Segment Open

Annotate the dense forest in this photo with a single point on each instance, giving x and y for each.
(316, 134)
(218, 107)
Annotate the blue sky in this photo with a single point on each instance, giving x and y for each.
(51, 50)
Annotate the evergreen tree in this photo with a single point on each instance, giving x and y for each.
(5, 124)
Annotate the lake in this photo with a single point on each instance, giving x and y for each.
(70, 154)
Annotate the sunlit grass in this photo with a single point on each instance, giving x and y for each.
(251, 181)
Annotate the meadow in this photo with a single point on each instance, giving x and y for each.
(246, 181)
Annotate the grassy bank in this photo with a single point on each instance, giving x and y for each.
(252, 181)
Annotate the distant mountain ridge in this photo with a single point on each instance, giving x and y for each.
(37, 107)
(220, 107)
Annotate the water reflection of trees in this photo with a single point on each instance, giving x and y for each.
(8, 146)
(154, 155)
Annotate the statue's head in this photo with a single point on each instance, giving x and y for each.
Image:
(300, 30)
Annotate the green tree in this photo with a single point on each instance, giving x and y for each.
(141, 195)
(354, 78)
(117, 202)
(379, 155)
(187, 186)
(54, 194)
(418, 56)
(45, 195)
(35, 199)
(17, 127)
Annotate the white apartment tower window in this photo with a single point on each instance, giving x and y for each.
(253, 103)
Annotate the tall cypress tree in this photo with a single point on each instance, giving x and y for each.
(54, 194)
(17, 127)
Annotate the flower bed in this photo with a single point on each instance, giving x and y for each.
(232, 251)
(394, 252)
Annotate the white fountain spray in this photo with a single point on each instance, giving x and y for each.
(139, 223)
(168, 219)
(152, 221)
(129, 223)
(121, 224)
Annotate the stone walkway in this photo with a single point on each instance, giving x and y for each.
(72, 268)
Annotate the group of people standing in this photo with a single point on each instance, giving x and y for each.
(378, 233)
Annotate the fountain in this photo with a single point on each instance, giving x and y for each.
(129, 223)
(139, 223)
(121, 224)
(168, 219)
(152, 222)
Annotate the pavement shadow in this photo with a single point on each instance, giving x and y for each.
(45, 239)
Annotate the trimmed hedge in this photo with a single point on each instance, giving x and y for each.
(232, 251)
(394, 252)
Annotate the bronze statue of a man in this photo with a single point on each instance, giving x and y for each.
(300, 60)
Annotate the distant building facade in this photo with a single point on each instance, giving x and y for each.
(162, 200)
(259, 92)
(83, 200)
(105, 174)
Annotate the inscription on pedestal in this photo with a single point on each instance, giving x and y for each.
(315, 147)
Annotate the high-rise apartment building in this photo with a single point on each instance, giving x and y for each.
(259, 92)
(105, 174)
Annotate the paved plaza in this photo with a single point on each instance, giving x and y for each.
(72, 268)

Segment Closed

* TASK DETAILS *
All the data above must be copied again. Leave nothing out.

* EXERCISE SOLUTION *
Annotate the dense forest in this photo with a single point on each instance, giving x and y for each.
(316, 134)
(218, 107)
Annotate the blue sky in this photo with a single point on each instance, giving x and y for each.
(51, 50)
Annotate the evergreen tree in this photo with a single point on each instance, giving x and y for each.
(5, 124)
Annotate the lake in this photo with a single point on each instance, giving x and y for each.
(70, 154)
Annotate the sunlit grass in this photo with a single point on each instance, giving x and y for each.
(251, 181)
Annotate the meadow in this photo with a single point on each instance, giving x and y for each.
(246, 181)
Annotate the grassy bank in this photo with a single point on each instance, giving x and y for each.
(252, 181)
Annotate the distant mountain ridge in this photo with a single point on each instance, giving x and y for each.
(37, 107)
(220, 107)
Annotate the water reflection of trees in this photo with a single point on each instance, giving x and y for each.
(8, 146)
(154, 155)
Annotate the statue's head in this photo with a single point on each instance, giving x and y for each.
Image:
(300, 30)
Annotate the green tree in this photo with a single point on each instance, giving x and y for each.
(141, 195)
(354, 78)
(117, 202)
(379, 155)
(187, 186)
(54, 194)
(418, 56)
(45, 195)
(35, 199)
(17, 127)
Annotate the white apartment tower window in this photo with a single point on each instance, giving x and y for each.
(253, 103)
Annotate the tall cypress tree in this photo with a single point on each instance, giving x and y for each.
(54, 194)
(17, 127)
Annotate the flower bed in this photo with a single point on each instance, giving x and y for each.
(232, 251)
(394, 252)
Annotate the white fountain spray in this photo with a single point on each instance, giving x and y for each.
(139, 223)
(168, 219)
(152, 221)
(129, 223)
(121, 224)
Annotate the stone walkway in this photo with a single point on each instance, giving x and y for each.
(72, 268)
Annotate the group of people standing in this photo with a single point on each instance, giving x and y for each.
(378, 233)
Annotate the fountain in this photo with a single point on each instance, giving x and y for each.
(129, 223)
(139, 223)
(121, 224)
(168, 219)
(152, 222)
Annotate the pavement shadow in this photo with a single point on each instance, giving x and y for each.
(45, 239)
Annotate the trimmed hedge in this photo with a single point on each instance, giving x and y for each.
(232, 251)
(394, 252)
Annotate the bronze statue of a man in this photo with a single point on each instance, giving x and y for each.
(300, 60)
Annotate the distant building facade in this photo with a single point on each instance, giving x and y for each.
(162, 200)
(259, 92)
(83, 200)
(105, 174)
Annotate the inscription on pedestal in this photo with a single point on each instance, giving x and y for each.
(315, 147)
Annotate the high-rise apartment building in this photo with a single point on each instance, giving x and y for each.
(259, 92)
(105, 174)
Annotate the paved plaza in this photo with a single point on each instance, giving x and y for each.
(72, 268)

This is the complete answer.